# OBJECTIVE:
Reproduce the passage of the Gitaly cgroups text starting with "Gitaly shells out" and going on through "for more information.".

# SOURCE EXCERPT:
** BEGIN **

Gitaly shells out to Git for many of its operations. Git can consume a lot of resources for certain operations,
especially for large repositories.
Control groups (cgroups) in Linux allow limits to be imposed on how much memory and CPU can be consumed.
See the [`cgroups` Linux man page](https://man7.org/linux/man-pages/man7/cgroups.7.html) for more information.
-cgroups can be useful for protecting the system against resource exhaustion because of overconsumption of memory and CPU.
+cgroups can be useful for protecting the system against resource exhaustion because of overcomsumption of memory and CPU.
Gitaly has built-in cgroups control. When configured, Gitaly assigns Git
processes to a cgroup based on the repository the Git command is operating in.
@@ -856,7 +856,59 @@ Using cgroups allows the kernel to kill these operations before they hog up all
### Configure cgroups in Gitaly
-To configure cgroups in Gitaly, add `gitaly['cgroups']` to `/etc/gitlab/gitlab.rb`. For
+Two ways of configuring cgroups are available.

** END **

# SOURCE DATA:
** BEGIN **

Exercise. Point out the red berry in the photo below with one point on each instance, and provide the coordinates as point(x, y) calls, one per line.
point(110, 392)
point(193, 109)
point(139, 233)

** END **

# SOLUTION TO THIS PROBLEM:
Gitaly shells out to Git for many of its operations. Git can consume a lot of resources for certain operations,
especially for large repositories.
Control groups (cgroups) in Linux allow limits to be imposed on how much memory and CPU can be consumed.
See the [`cgroups` Linux man page](https://man7.org/linux/man-pages/man7/cgroups.7.html) for more information.